# [What is required]
Retype the entries exactly. Include every line.

(Data records Opens)

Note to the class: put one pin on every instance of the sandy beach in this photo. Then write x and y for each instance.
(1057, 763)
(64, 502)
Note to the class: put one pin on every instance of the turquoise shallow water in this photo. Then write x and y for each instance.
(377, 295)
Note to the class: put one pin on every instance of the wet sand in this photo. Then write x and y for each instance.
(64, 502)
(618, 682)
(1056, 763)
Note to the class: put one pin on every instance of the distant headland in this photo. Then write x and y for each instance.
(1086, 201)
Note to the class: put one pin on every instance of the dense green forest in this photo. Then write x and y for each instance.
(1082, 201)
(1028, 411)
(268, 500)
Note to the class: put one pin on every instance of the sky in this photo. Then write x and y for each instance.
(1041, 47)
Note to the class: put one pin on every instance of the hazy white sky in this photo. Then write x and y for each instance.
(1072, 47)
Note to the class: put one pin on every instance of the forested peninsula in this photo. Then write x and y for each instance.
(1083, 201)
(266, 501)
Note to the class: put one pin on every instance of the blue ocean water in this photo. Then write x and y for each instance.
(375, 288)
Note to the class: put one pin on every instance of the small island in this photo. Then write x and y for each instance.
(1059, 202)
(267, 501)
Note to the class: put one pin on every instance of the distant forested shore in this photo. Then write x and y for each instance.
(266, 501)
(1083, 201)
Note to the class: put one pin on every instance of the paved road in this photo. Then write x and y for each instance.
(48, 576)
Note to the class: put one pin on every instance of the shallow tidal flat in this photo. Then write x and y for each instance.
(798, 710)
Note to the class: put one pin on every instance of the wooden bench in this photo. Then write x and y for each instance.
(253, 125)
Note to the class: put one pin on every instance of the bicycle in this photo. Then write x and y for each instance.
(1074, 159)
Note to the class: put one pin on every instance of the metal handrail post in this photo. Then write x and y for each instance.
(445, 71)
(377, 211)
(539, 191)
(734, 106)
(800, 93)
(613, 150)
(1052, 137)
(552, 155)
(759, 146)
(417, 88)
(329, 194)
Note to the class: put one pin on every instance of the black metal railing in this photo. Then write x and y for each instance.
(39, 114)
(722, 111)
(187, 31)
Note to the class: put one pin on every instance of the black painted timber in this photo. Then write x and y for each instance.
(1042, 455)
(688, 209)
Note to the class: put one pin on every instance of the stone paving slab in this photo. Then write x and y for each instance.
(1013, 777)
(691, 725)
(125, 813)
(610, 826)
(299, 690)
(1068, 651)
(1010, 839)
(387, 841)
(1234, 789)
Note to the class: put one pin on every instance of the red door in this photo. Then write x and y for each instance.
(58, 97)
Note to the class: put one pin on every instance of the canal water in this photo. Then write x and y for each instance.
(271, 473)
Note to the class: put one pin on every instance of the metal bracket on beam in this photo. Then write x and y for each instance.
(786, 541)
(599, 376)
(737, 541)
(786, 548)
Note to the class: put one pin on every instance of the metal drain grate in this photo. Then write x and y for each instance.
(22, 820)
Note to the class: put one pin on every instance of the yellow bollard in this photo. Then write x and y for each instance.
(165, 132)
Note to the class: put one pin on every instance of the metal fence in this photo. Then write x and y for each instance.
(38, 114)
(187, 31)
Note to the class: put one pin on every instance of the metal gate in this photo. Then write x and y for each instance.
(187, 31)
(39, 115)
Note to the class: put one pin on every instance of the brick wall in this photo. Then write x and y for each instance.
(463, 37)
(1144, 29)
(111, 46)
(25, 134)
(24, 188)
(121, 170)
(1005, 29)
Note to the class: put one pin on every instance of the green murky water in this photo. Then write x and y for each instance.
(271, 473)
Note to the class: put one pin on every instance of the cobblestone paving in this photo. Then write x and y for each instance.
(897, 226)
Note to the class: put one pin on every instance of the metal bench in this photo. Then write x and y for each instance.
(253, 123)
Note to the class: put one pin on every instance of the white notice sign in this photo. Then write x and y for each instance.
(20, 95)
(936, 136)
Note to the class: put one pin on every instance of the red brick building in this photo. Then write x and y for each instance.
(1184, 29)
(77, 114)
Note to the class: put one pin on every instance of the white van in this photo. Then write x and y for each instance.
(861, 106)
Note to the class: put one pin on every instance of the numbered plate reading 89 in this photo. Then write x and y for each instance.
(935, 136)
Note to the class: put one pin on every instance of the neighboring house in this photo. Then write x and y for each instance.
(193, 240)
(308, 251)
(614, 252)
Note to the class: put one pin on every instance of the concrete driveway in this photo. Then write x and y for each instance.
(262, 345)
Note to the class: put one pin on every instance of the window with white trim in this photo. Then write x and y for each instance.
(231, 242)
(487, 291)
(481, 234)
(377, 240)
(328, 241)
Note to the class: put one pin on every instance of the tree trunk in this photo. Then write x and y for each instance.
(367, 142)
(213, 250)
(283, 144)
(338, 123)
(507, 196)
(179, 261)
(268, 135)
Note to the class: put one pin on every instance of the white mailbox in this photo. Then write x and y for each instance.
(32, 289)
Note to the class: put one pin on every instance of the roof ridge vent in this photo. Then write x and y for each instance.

(Data records Closes)

# [Response below]
Note to the class: put one pin on every instance of the sandy beach in this photo. Then write x and y for each instance.
(1057, 763)
(64, 502)
Note to the class: put one pin on every instance of the turquoise shallow water in this photo. Then write x and y for each instance.
(377, 295)
Note to the class: put one pin on every instance of the wet sand in this photo. Then write x and y for each instance.
(64, 502)
(618, 682)
(1056, 763)
Note to the class: put one pin on every instance of the distant headland in this photo. Then write x and y for each instance.
(1086, 201)
Note to the class: put one pin on every instance of the dense green forest in this photo. Then write x and y for each instance.
(1082, 201)
(1028, 411)
(268, 500)
Note to the class: put one pin on every instance of the sky in this photo. Then write x and y for each instance.
(1041, 47)
Note to the class: put one pin on every instance of the hazy white sky in this photo. Then write x and y for each instance.
(1072, 47)
Note to the class: put one pin on every instance of the forested peninsula in this photo. Then write x and y for each instance.
(1083, 201)
(266, 501)
Note to the class: put one pin on every instance of the blue ocean water in this photo. Then write x and y for each instance.
(375, 288)
Note to the class: put one pin on every instance of the small island in this photo. Then write x and y for each instance.
(1059, 202)
(267, 501)
Note to the class: put one pin on every instance of the distant forested shore in this photo. Then write x and y for each instance.
(266, 501)
(1083, 201)
Note to the class: put one pin on every instance of the paved road in this photo. Then write x and y for each instance.
(48, 576)
Note to the class: put one pin on every instance of the shallow tidal flat in this photo. Then write x and y for each instance.
(798, 710)
Note to the class: put one pin on every instance of the wooden bench in this photo. Then write x and y for each instance.
(253, 125)
Note to the class: put one pin on every instance of the bicycle in this photo. Then write x and y for each instance.
(1074, 159)
Note to the class: put one pin on every instance of the metal handrail post in this photo. Then write x and y for each instance.
(445, 71)
(377, 211)
(539, 191)
(734, 106)
(800, 93)
(613, 150)
(1052, 137)
(552, 155)
(759, 146)
(417, 88)
(329, 194)
Note to the class: put one pin on every instance of the black metal railing in this photo. Then write x and y for each instance.
(39, 114)
(722, 111)
(187, 31)
Note to the class: put one pin on every instance of the black painted timber in this photo. Then write x and y for each instance.
(1042, 455)
(688, 209)
Note to the class: put one pin on every instance of the stone paving slab in this photo. Then write x and y for each instance.
(1013, 777)
(691, 725)
(125, 813)
(610, 826)
(299, 690)
(1068, 651)
(1010, 839)
(387, 841)
(1234, 789)
Note to the class: put one pin on every instance of the red door in this photo. Then write x and y for each instance.
(58, 97)
Note to the class: put one pin on every instance of the canal water in this photo. Then write x and y for each instance.
(271, 473)
Note to the class: put one pin on every instance of the metal bracket on beam in this photo. Then write x and y for each instance.
(786, 541)
(599, 376)
(737, 541)
(786, 548)
Note to the class: put one pin on every instance of the metal drain grate in this photo. Then write x and y for each instance.
(22, 820)
Note to the class: put one pin on every instance of the yellow bollard in this photo. Then write x and y for each instance.
(165, 132)
Note to the class: put one pin on every instance of the metal fence in this photo. Then write x and y for each instance.
(38, 114)
(187, 31)
Note to the class: put one pin on every instance of the metal gate in this photo. Then write x and y for each instance.
(187, 31)
(39, 115)
Note to the class: put one pin on every instance of the brick wall in this photo. Then write x and y for each instance.
(463, 37)
(1144, 29)
(111, 46)
(25, 134)
(24, 188)
(121, 170)
(1005, 29)
Note to the class: put one pin on every instance of the green murky water in this photo. Then write x and y for each instance.
(271, 473)
Note to the class: put one pin on every instance of the cobblestone paving in this photo. Then write x and y for each instance.
(897, 226)
Note to the class: put one pin on every instance of the metal bench in this photo. Then write x and y for each instance.
(253, 123)
Note to the class: put one pin on every instance of the white notice sign in this photo. Then write x and y for each instance.
(20, 95)
(936, 136)
Note to the class: put one pin on every instance of the red brick building in this photo. Then write x and y for each instance.
(1184, 29)
(77, 114)
Note to the class: put one pin on every instance of the white van in this photo. Then write x and y for each instance.
(861, 106)
Note to the class: put one pin on every instance of the numbered plate reading 89 in this photo. Then write x and y for each instance.
(935, 136)
Note to the class: put one pin on every instance of the neighboring house in this photo. Then write x and y for each instance.
(193, 240)
(308, 251)
(614, 252)
Note to the class: put one pin on every instance of the concrete driveway in this photo. Then write x and y for each instance.
(262, 345)
Note to the class: put one pin on every instance of the window with white trim in this photo. Then write x and y for each instance.
(231, 242)
(487, 291)
(481, 234)
(377, 240)
(328, 241)
Note to the class: put one pin on every instance of the tree trunk in this photo. Then write x and y for each instance.
(367, 142)
(213, 250)
(283, 144)
(338, 123)
(507, 196)
(179, 261)
(268, 135)
Note to the class: put one pin on every instance of the white mailbox in this photo. Then write x and y for each instance.
(32, 289)
Note to the class: put one pin on every instance of the roof ridge vent in this photo. Then write x and y for each instance.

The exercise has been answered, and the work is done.